Format the records as a two-column CSV with the header text,answer and one row per record. Put each field in quotes and replace line breaks with spaces. Begin at the line that has "Where can the sandy" and stop after the last line of the records.

▶ [Supplied material]:
--------

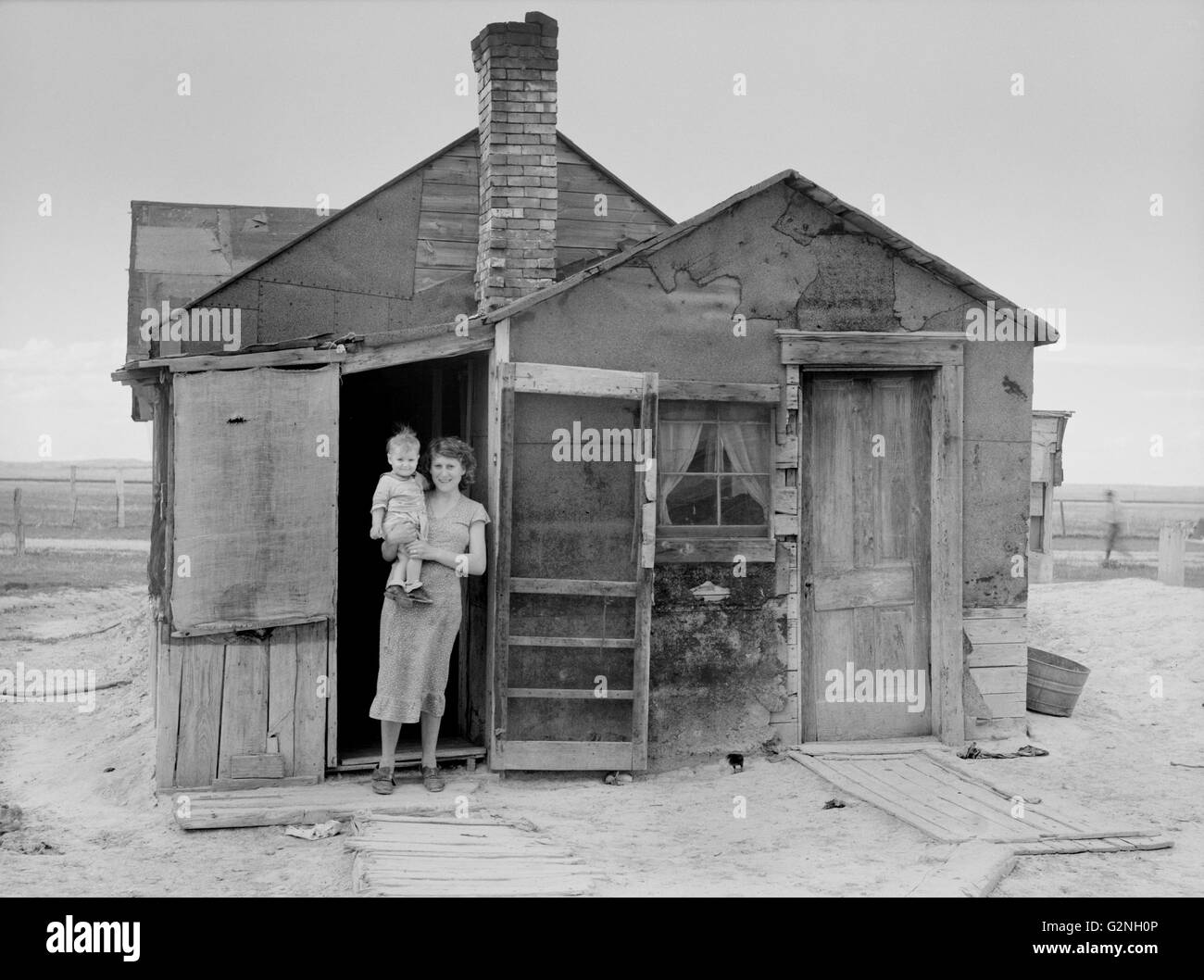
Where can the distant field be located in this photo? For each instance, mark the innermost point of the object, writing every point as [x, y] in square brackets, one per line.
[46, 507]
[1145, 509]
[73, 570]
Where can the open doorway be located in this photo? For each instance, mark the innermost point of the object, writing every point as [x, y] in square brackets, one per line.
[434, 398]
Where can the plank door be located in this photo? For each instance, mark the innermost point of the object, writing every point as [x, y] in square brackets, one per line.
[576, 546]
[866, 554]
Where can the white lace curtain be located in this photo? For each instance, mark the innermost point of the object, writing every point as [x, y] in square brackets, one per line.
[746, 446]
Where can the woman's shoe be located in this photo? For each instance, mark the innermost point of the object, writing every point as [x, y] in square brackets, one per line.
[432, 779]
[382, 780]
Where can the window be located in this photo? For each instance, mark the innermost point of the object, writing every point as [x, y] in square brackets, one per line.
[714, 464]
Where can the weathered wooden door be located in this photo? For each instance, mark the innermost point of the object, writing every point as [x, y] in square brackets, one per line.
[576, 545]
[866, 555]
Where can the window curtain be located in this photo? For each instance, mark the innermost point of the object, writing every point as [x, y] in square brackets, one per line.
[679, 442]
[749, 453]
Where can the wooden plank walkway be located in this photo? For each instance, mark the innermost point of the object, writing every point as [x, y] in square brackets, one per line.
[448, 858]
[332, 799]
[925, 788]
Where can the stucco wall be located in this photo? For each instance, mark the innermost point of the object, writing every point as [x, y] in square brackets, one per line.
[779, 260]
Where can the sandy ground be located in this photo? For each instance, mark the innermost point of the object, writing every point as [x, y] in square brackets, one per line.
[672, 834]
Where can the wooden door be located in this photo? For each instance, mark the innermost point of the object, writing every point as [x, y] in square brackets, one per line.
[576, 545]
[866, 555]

--------

▶ [Expected output]:
text,answer
"Where can the sandy ground be located in this photo? For each instance, mark the innermost point of the object, writing every point as [x, y] in square brackets, one per line.","[672, 834]"
"Where can the wooden door be located in this photo? For each instance, mark the innermost point of the object, writing every point as [x, y] in square brackets, one per line.","[576, 545] [866, 555]"